# Start of Supplied entries

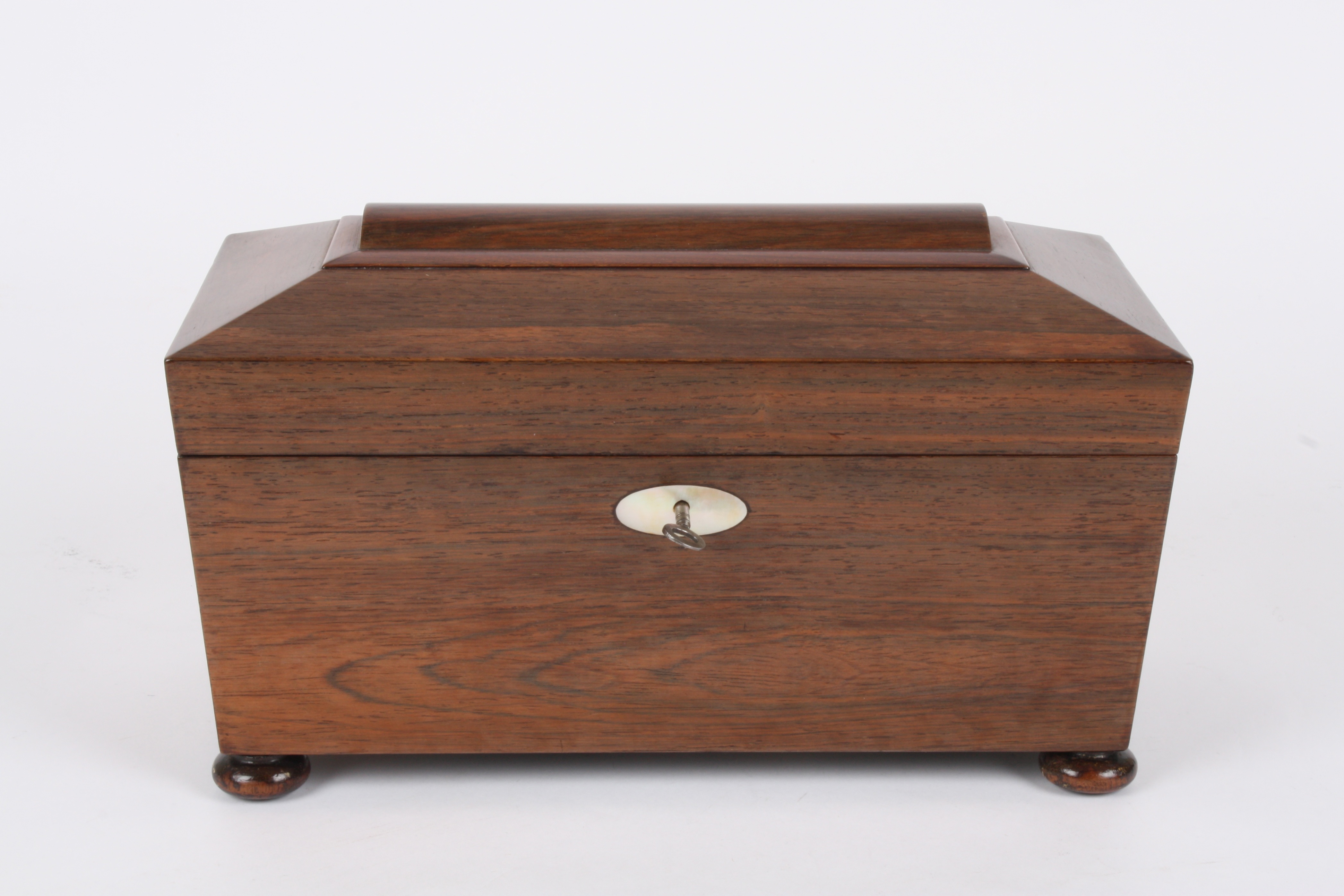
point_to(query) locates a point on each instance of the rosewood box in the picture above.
(546, 479)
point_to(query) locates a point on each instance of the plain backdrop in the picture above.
(1202, 140)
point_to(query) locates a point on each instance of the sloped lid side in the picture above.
(1089, 268)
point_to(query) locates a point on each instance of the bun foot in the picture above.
(260, 777)
(1089, 773)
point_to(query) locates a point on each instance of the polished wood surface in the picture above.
(249, 271)
(675, 228)
(1089, 773)
(345, 252)
(676, 315)
(447, 408)
(1088, 266)
(461, 605)
(260, 777)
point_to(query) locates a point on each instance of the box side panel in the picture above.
(494, 605)
(676, 315)
(448, 408)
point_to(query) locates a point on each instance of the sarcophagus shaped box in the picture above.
(431, 454)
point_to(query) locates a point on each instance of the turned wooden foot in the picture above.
(1089, 773)
(260, 777)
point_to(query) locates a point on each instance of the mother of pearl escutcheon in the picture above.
(711, 510)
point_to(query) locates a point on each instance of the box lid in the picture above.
(650, 283)
(467, 330)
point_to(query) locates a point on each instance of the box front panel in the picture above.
(464, 605)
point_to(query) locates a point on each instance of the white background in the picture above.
(1202, 140)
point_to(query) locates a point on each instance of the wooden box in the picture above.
(402, 440)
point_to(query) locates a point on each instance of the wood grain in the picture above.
(674, 228)
(1089, 773)
(249, 271)
(447, 408)
(464, 605)
(676, 315)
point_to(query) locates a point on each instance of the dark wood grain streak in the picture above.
(433, 408)
(675, 228)
(345, 253)
(463, 605)
(676, 315)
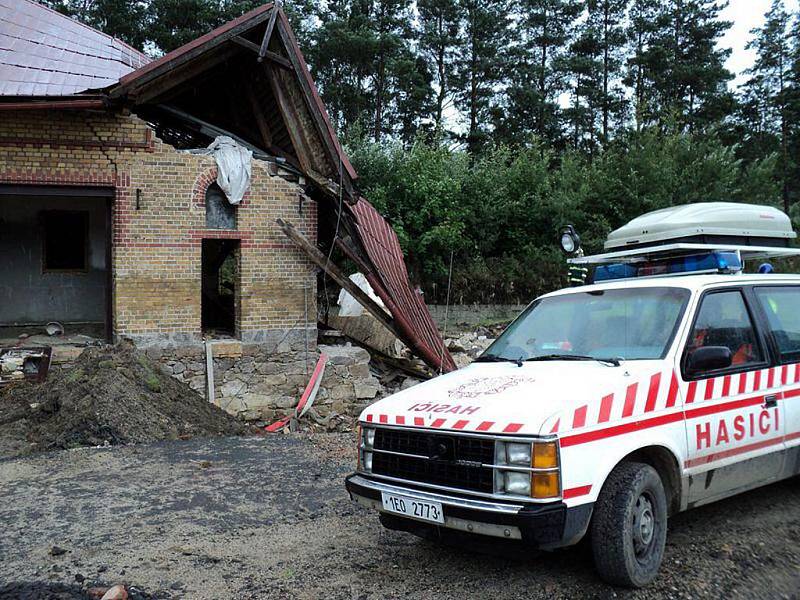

# End of Supplied entries

### Written instruction:
Could you reproduce every item above word for word, leaving out the pictures?

### Solved exercise:
point_to(query) locates a point on each instance of the rosewood box in the picture above.
(546, 479)
point_to(query) locates a point on each instance of the plain backdrop in the picture above.
(1202, 140)
point_to(query) locates a point on each instance of the sloped lid side in the picture above.
(1089, 268)
point_to(query) locates a point on each instance of the bun foot in the picture above.
(260, 777)
(1089, 773)
point_to(query) locates a point on each instance of the polished wood surface in the picture above.
(249, 271)
(675, 228)
(1089, 773)
(345, 252)
(676, 315)
(447, 408)
(1088, 266)
(461, 605)
(260, 777)
point_to(query) locates a point on each instance of the box side panel in the picture above.
(494, 605)
(676, 315)
(448, 408)
point_to(query) locates a point on each instance of the sarcophagus shaped box in the picture above.
(431, 454)
point_to(query) locates a point on each instance of the turned wooden foot in the picture above.
(1089, 773)
(260, 777)
point_to(query) locates a point on each instance of the mother of pearl escutcheon in the picture above.
(711, 510)
point_to(query) locates a point on each instance of the box lid in the picture above.
(650, 283)
(467, 330)
point_to(query) locates a point on each instance of the box front panel in the picture above.
(464, 605)
point_to(query) locates a point on each instance of the white background in the picture above.
(1202, 140)
point_to(query) locates a point on each instance of the wooden box in the picture above.
(402, 440)
point_to(query) locates a point on each instance of the wood grain in the picture above.
(674, 228)
(1089, 773)
(249, 271)
(447, 408)
(464, 605)
(676, 315)
point_to(query) locates a point on each instance of the dark wood grain streak in the picture above.
(433, 408)
(675, 228)
(345, 253)
(463, 605)
(676, 315)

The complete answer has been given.